## EXERCISE REQUIREMENTS
- A) Please repeat the Crooked Stave piece word for word, from "With 22 different" to "name of Cybies.".
- B) In the Crooked Stave piece, which release of St. Bretta was the unanimous favorite?

## EXCERPT
——
Next door to the ageing room, the brew house itself is relatively small, with a tidy little brew kit and an open cooling plate used in spontaneously fermented beers, along with stainless steel holding tanks and fermenters. At the helm of this (cool)ship is Chad Yakobson, a man whose expertise lies in a Masters dissertation entitled "Pure Culture Fermentation Characteristics of Brettanomyces Yeast Species and Their Use in the Brewing Industry”, an intriguing topic indeed and a study which we'd love to have a good read of (the site hosting it is down at the moment, but we're hopeful!).


Not being able to drink on the brewery premises due to local liquor laws, and the brewery itself being well out of the way of Denver's central district, Crooked Stave have an additional brewery tap, quite unlike the majority of the breweries we visited during our Colorado trip. The tap itself is situated within a shopping collaborative that would make even Camden Town blush. The Source is an 1880s brick factory turned boutique food/boozery, consisting of a bakery selling delectable French pastries, a butcher's with an in-house beef ageing room, coffee roasters, an Italian deli with a wall of spice from around the globe, and more.


With 22 different lines across the bar, including a mixture of sour beers, saisons, a couple of more conventionally fermented beers and non-alcoholic Kombucha tea, the tap room was a wood-clad treat. We started off with two different releases of St. Bretta, a delightfully fresh whitebier fermented with 100% Brett. The first was finished with clementines and the second with satsumas and mandarins. Both were thirst-quenching and bursting with fruity freshness, although the satsuma version had a little more in the way of tartness which made it our unanimous favourite. We continued to drink through the list via beers that were dry-hopped, brewed with sage, or aged with apricots, until we reached the two barrel aged beauties sharing the name of Cybies.
——
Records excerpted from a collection
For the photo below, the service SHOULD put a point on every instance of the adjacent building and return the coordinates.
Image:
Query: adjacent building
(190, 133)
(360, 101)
——
## ANSWERS PROVIDED
- A)
With 22 different lines across the bar, including a mixture of sour beers, saisons, a couple of more conventionally fermented beers and non-alcoholic Kombucha tea, the tap room was a wood-clad treat. We started off with two different releases of St. Bretta, a delightfully fresh whitebier fermented with 100% Brett. The first was finished with clementines and the second with satsumas and mandarins. Both were thirst-quenching and bursting with fruity freshness, although the satsuma version had a little more in the way of tartness which made it our unanimous favourite. We continued to drink through the list via beers that were dry-hopped, brewed with sage, or aged with apricots, until we reached the two barrel aged beauties sharing the name of Cybies.

- B) The one finished with satsumas and mandarins.